### Task description
Print, exactly and completely, every entry in the data.

····················

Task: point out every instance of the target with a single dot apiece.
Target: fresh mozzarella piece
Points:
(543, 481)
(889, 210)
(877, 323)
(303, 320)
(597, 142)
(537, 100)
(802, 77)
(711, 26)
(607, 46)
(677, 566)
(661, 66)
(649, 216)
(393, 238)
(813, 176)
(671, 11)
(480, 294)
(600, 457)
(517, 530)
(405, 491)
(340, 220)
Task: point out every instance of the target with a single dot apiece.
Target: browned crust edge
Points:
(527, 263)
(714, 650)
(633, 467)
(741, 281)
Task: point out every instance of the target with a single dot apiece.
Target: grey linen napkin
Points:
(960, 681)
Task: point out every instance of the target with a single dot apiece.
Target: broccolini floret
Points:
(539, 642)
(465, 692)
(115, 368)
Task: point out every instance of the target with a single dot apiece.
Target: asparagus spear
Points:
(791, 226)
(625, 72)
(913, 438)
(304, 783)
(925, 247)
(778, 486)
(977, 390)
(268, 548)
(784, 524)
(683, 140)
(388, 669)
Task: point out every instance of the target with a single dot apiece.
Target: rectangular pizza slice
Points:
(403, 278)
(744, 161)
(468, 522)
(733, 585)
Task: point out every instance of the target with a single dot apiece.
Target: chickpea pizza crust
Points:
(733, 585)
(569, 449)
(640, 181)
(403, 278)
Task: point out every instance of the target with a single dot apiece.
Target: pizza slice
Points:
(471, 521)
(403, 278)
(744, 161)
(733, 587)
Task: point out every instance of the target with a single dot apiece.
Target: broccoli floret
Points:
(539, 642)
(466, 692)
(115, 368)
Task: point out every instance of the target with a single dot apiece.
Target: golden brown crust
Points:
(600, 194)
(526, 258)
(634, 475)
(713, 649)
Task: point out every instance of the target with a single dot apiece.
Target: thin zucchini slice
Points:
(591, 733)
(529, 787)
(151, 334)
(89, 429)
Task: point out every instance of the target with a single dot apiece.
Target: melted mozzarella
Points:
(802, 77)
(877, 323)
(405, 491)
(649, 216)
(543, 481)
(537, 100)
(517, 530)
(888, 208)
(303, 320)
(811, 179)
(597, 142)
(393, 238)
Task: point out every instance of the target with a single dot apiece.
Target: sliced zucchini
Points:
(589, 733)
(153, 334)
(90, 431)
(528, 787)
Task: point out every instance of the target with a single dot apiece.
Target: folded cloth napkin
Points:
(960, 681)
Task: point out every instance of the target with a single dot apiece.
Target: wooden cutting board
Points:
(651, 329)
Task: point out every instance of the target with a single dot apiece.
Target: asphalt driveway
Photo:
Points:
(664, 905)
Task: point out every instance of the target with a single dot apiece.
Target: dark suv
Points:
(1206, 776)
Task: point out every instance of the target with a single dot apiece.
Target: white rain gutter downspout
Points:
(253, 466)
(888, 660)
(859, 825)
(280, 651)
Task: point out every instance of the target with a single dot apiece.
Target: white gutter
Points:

····················

### Answer to the exercise
Task: point out every instance of the target with a single dot apiece.
Target: fresh mozzarella piece
Points:
(543, 481)
(889, 210)
(877, 323)
(303, 320)
(597, 142)
(537, 100)
(802, 77)
(711, 26)
(607, 46)
(677, 566)
(661, 66)
(649, 216)
(393, 238)
(813, 176)
(671, 11)
(480, 294)
(600, 457)
(517, 530)
(405, 491)
(340, 220)
Task: point out every instance of the target with a single dot apiece.
Target: browned crust edge
Points:
(527, 263)
(714, 650)
(633, 467)
(741, 281)
Task: point out every instance of the target with a single dot apiece.
Target: grey linen napkin
Points:
(960, 681)
Task: point out every instance of the target with a single dot apiece.
Target: broccolini floret
Points:
(539, 642)
(465, 692)
(115, 368)
Task: point out every instance of the target with a single dot apiece.
Target: asparagus spear
Points:
(791, 226)
(625, 72)
(913, 438)
(304, 783)
(925, 247)
(778, 486)
(977, 390)
(268, 548)
(784, 524)
(683, 140)
(388, 669)
Task: point out every instance of the target with a single dot apiece.
Target: rectangular pizza slice
Points:
(403, 278)
(744, 161)
(468, 522)
(733, 585)
Task: point out every instance of the target with a single dot apiece.
Target: chickpea pizza crust
Points:
(733, 585)
(569, 449)
(640, 181)
(403, 278)
Task: point out every instance of the target with a single dot apiece.
Target: pizza slice
Points:
(471, 521)
(403, 278)
(744, 161)
(733, 587)
Task: point out every instance of the target with a single dot apiece.
Target: broccoli floret
Points:
(539, 642)
(466, 692)
(115, 368)
Task: point out every instance of the target with a single dot apiece.
Target: golden brown crust
Points:
(600, 194)
(526, 258)
(634, 475)
(713, 649)
Task: point out every instance of the target with a single dot apiece.
Target: thin zucchini slice
Points:
(591, 733)
(529, 787)
(151, 334)
(89, 429)
Task: point out every instance of the target with a single dot apiece.
Target: melted mozzarella
Points:
(802, 77)
(877, 323)
(405, 491)
(649, 216)
(543, 481)
(537, 100)
(517, 530)
(888, 208)
(303, 320)
(811, 179)
(597, 142)
(393, 238)
Task: point out every instance of the target with a single dot apiece.
Target: sliced zucchini
Points:
(589, 733)
(153, 334)
(90, 431)
(528, 787)
Task: point out every instance of the target with a single dot apiece.
Target: folded cloth napkin
Points:
(960, 681)
Task: point out every instance of the target with a single dot apiece.
Target: wooden cutting board
Points:
(651, 329)
Task: point out every instance of the target with a single dot apiece.
Target: asphalt driveway
Photo:
Points:
(664, 905)
Task: point out every instance of the target with a single dot apiece.
Target: dark suv
Points:
(1206, 776)
Task: point out every instance of the target with a single dot apiece.
Target: white rain gutter downspout
Points:
(253, 466)
(888, 660)
(859, 825)
(280, 651)
Task: point out every instance of the target with a single dot apiece.
Target: white gutter
Points:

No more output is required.